### EXERCISE BRIEF
Word for word, copy out the entries below, but not the pictures in them.

[Records excerpted from a collection]
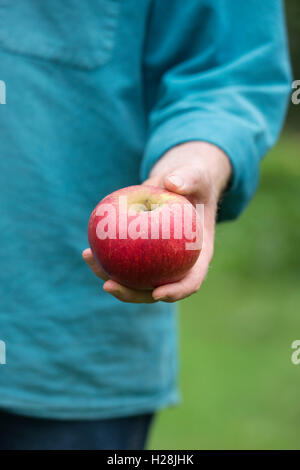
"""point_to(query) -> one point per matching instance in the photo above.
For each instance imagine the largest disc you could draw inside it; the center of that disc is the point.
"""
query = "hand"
(200, 171)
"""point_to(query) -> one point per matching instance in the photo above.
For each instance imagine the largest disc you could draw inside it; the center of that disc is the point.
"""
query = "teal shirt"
(96, 93)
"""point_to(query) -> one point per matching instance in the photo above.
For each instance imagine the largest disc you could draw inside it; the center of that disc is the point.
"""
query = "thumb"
(186, 180)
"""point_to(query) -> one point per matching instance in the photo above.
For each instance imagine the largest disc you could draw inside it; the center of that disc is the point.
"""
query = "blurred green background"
(240, 389)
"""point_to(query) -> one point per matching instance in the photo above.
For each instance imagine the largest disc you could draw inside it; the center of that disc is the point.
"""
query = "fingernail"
(160, 298)
(176, 180)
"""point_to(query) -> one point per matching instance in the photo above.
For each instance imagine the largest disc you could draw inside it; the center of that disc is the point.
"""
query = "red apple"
(139, 236)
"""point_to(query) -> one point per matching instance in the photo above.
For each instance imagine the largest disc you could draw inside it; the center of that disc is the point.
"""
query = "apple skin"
(143, 263)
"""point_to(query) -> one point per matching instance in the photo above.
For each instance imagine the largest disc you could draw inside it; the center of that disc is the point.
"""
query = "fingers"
(88, 257)
(189, 181)
(128, 295)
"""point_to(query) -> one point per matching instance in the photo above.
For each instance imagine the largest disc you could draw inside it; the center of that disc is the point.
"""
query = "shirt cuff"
(230, 134)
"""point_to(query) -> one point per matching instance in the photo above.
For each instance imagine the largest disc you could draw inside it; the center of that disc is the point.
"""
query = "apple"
(144, 236)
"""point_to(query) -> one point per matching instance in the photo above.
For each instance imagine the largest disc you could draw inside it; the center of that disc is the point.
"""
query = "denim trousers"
(26, 433)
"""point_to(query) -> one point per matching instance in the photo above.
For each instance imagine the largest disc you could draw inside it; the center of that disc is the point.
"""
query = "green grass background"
(240, 389)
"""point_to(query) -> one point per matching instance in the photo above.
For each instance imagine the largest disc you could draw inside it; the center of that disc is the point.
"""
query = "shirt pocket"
(80, 33)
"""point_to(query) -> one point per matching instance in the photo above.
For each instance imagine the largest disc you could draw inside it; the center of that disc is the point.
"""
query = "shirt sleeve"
(217, 71)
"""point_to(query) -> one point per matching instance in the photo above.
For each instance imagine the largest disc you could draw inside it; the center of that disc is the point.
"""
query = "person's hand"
(201, 172)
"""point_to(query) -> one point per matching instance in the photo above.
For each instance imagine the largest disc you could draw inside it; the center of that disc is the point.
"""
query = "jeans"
(24, 433)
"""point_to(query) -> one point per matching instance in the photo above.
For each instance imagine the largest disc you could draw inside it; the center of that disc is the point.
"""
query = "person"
(102, 95)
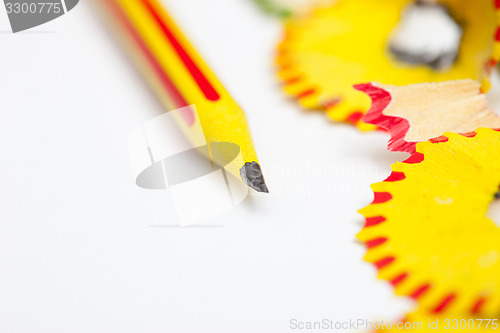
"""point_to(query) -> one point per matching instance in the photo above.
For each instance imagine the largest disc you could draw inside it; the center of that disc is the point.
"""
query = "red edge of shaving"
(397, 127)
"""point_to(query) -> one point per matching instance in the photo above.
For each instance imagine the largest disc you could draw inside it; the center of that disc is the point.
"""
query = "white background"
(82, 249)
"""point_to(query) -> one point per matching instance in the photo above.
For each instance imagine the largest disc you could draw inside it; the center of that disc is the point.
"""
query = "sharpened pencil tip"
(252, 176)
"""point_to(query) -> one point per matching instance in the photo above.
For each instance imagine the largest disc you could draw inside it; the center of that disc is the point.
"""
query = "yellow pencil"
(180, 78)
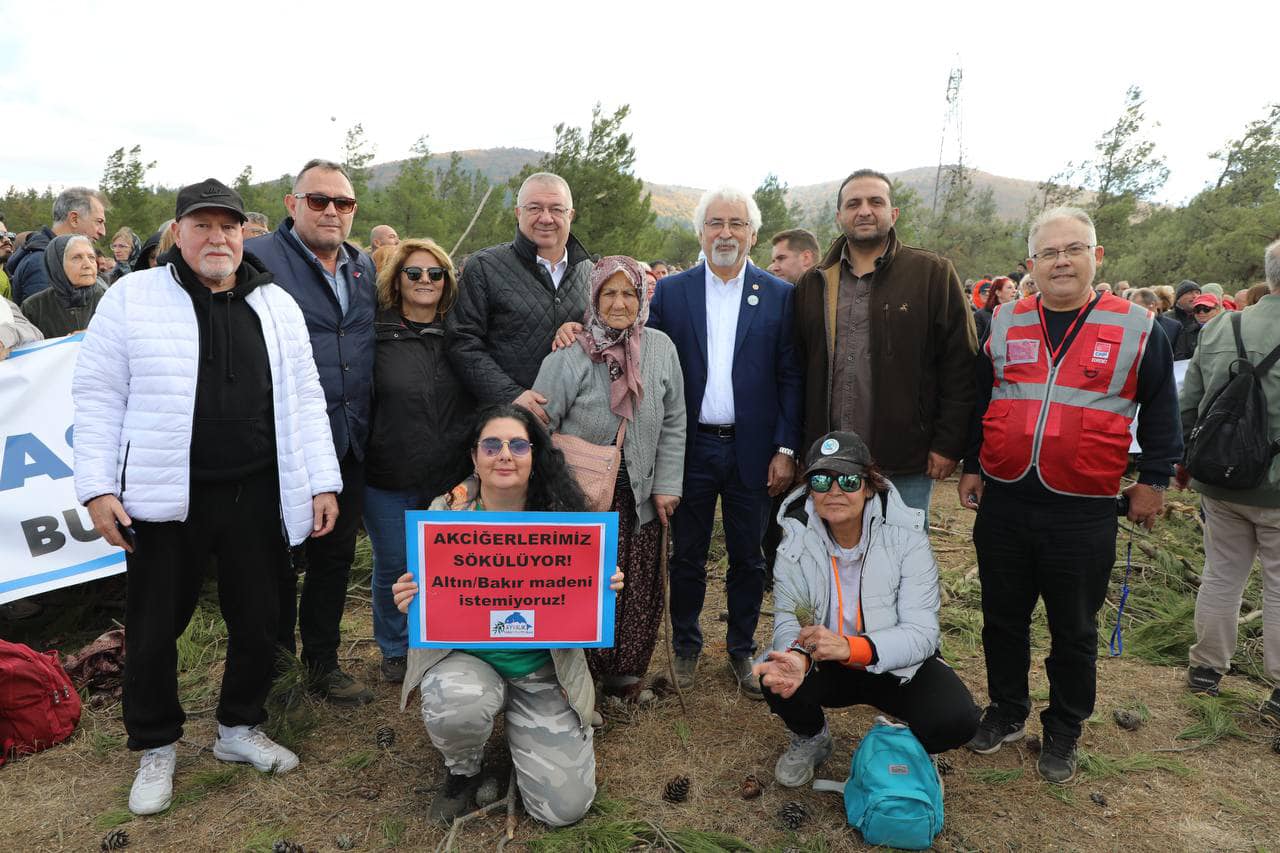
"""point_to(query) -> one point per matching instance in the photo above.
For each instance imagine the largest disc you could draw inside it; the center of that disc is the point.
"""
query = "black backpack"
(1230, 445)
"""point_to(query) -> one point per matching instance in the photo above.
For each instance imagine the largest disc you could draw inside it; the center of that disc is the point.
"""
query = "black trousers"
(1063, 555)
(318, 612)
(238, 523)
(935, 703)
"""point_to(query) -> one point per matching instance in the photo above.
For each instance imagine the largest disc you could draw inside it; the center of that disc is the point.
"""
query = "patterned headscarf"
(618, 349)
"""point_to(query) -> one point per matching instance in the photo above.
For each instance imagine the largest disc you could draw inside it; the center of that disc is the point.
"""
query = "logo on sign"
(511, 623)
(1023, 351)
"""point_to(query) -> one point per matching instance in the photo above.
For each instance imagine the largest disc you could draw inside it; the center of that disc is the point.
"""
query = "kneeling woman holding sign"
(547, 693)
(856, 596)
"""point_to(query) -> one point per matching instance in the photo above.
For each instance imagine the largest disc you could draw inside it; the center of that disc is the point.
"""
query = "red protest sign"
(512, 579)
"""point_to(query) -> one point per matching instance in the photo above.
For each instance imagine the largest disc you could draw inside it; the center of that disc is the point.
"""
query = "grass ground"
(1197, 775)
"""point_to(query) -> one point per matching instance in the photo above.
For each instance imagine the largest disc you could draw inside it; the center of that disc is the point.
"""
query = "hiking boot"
(685, 670)
(250, 746)
(152, 785)
(740, 666)
(455, 798)
(393, 669)
(993, 733)
(1201, 679)
(1056, 763)
(1270, 710)
(796, 765)
(339, 688)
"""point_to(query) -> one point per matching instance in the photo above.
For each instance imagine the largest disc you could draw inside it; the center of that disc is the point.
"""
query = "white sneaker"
(152, 785)
(796, 765)
(248, 744)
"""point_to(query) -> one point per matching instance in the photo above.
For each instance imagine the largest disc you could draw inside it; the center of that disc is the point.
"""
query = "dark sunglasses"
(493, 446)
(849, 483)
(415, 273)
(318, 201)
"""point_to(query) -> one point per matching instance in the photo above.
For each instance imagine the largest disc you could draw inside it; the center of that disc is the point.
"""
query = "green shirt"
(512, 664)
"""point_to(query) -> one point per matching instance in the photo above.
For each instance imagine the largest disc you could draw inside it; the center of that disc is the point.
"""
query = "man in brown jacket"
(886, 342)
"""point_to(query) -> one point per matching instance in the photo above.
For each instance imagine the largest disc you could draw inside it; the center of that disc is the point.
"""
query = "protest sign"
(46, 538)
(512, 579)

### RESPONSE TO THE EXERCISE
"""point_to(query) -> one point per matching instance in the photo above.
For each instance imagine the largest disc you could draw inside it; the center of that disc is the point.
"""
query = "hand"
(200, 171)
"""point_to(query) -> one point per matching instance in the photo above.
For each instance imagine the largest disc you could draw inside it; the center of that disc is the point.
"""
query = "teal shirt"
(96, 93)
"""point_to(query) -> one point per matching instance in the photo above.
For each instance imagine the largest disc you could draw inside it; the center of that disc is the point.
"""
query = "thumb"
(186, 180)
"""point_to(query) -> one point per matching instance in the photo above.
For each instance imagine the largest disc you could draw inside it; the center of that disc is the point.
"""
query = "blurred green background"
(240, 389)
"""point_to(query) -> one point per matching instance in the photo above.
For each instance imagine the largest disc you could draw inside it; the center of that disc is the point.
"""
query = "fingernail"
(160, 298)
(176, 180)
"""point_to(query) -> one point per matching instance in the photo above.
For each instance imagine the largest disc you could draw inside it; the center of that disc is the point.
"""
query = "red apple"
(139, 236)
"""point_to(query) -> one point per matching instance in the photo above.
For each instance imagine the largest disc you could draw inside it; the center of that disc is the point.
"""
query = "apple skin"
(143, 263)
"""point_to(query) -> one point per matching instance in the photo above.
For each instance imagine the largest disc you could draw inside it; the center of that disc is the point.
"""
query = "fingers"
(88, 257)
(189, 181)
(128, 295)
"""point_to(query) -> one point per matching instance in the photo above.
For each instance imagine the largest disc you could draw inside it; the center of that disc is the point.
"""
query = "shirt cuff"
(230, 134)
"""point_to(query) -> one point per matching instance in the photo above.
For each instance imagine the largest disc you could draw inside it; the center of that disc is the point.
"""
query = "apple"
(144, 236)
"""point_to(query) -> one point per matching instance in the photo above.
For each instance imagine the largest disc you could draw inside it; the center of that disc is the point.
"""
query = "denim trousers"
(26, 433)
"""point_to(query) -> one point per matching instance in the photo above.
For each instance imagine the largest disc you could draw inside it; the center of that disc is the point.
"""
query = "green grass background"
(240, 389)
"""point_to(query) -> one point per matching instance in the photo above.
For each instance imagine the largest disc you could draw inside it; the center of that disc is the point.
"""
query = "shirt pocket"
(80, 33)
"""point_to(query) -> one point per matching instance in the photo above.
For each instance imagine the largest disc you could draw inside it; the center of that disc is the point.
"""
query = "shirt sleeve"
(217, 71)
"""point_to(query) -> one point per matching instance in the photo above.
For each instance imagine the largest disc you could draw inside it; the center of that disc is the point.
"""
query = "person's hand"
(201, 172)
"""point_to(query) -> one point per matching instance in the photo above.
For each instance imagine the largest disc you could draw inside it; the center of that disc is the point.
"""
query = "jeans"
(24, 433)
"""point_to(query) -> one point per matching instance in the photo above.
For each instance imagine the largest disc you could draw inside it; the center of that disc is the point.
"""
query = "person"
(102, 95)
"""point_to(query) -> one point per matching instance in the photo above.
For each instance imagine the largest disc you could draw inside it; the center of that disc is the point.
"""
query = "red edge of shaving"
(397, 127)
"""point_to(query) -> one point per matching instance in the photo above.
For each instance imagine the largest disc you could draw inside it; the center of that disc is the point.
"""
query = "white background"
(82, 249)
"""point_to(query) -> one point per matching instance in the photo above.
For each instance imagine the largest disc you could draw inside it; the center of that disc is the point.
"""
query = "sharpened pencil tip"
(252, 176)
"""point_to(query) -> one point per matching instance in the photo above.
For each instance imagine the largest disc you could draw inside it; the center of that disc is the point.
"""
query = "yellow pencil"
(180, 78)
"""point_to(query) -> one point per matching instance in the photo above.
For each instance imagine the largest disc you could draw inside it; the center of that disc is the point.
"""
query = "black backpack"
(1230, 445)
"""point_to(query) -> one point per matching instance in the photo above.
For each instance imagine the largest disc you could draw inside it; the center of that disc is the point.
"""
query = "black trousers"
(1063, 555)
(318, 612)
(238, 523)
(935, 703)
"""point_to(query) -> one point per matching instance in the photo above.
For each instance imagine the largest disc you could draw inside it; the center of that disc is the point.
"""
query = "patterned headscarf"
(618, 349)
"""point_to(query) -> one point per matching instance in the photo above.
For each instance imagine the largest disc you could draw inside it; the center of that disc is the point.
"""
query = "logo on sign"
(511, 623)
(1023, 351)
"""point_to(query) -> one point per matching instance in the photo above.
For each instance imagine the largest disc you could draw inside it; the center of that disc is the point.
"""
query = "kneeling woman holding sign"
(547, 693)
(856, 596)
"""point_to(query) -> one point per matching instance in the photo above.
For each instance imagine the largest disc you could draw inside it; the center of that disc is the point.
"""
query = "red protest sign"
(512, 579)
"""point_to(query) -> one point per matching instance in the photo above.
For each instance imagine the largest disc you could draw inside it; the center of that disc is the point.
"""
query = "grass ground"
(1197, 775)
"""point_to(query) -> one point per matching instance in the photo above.
For each instance imagine the largest disc you could draw inside it; the center of that disc is the point.
"""
query = "hiking boot"
(685, 670)
(250, 746)
(152, 785)
(740, 666)
(455, 798)
(393, 669)
(993, 733)
(1201, 679)
(1056, 763)
(1270, 710)
(796, 765)
(339, 688)
"""point_to(query) -> one point per matching instance in the photo above.
For each instance imagine the largest disc you could draw inside it; the center of that disc is the point.
"""
query = "white sneaker"
(152, 785)
(796, 765)
(248, 744)
"""point_to(query) -> one point per matching instance in the photo above.
For each instance imagine the largest disc you could draw inside it; the center of that disc is the point.
"""
query = "dark sunglasses"
(493, 446)
(849, 483)
(415, 273)
(318, 201)
"""point_to(query) -> one point per matching instance in the photo above.
For each instance imagine the largest disc you could draw inside it; the center of that disc is the point.
"""
query = "green shirt"
(512, 664)
"""point_to(query) -> one point per matching instance in the photo above.
For each instance imagine the largest disc you could draw inside it; the center of that disc is the point.
"""
query = "man in brown jacket"
(886, 342)
"""point_to(query) -> one point per matching instance in the photo above.
For each instance imagine the largest disc you could draw inside it; the center of that disc is the point.
"""
query = "protest sign"
(46, 538)
(512, 579)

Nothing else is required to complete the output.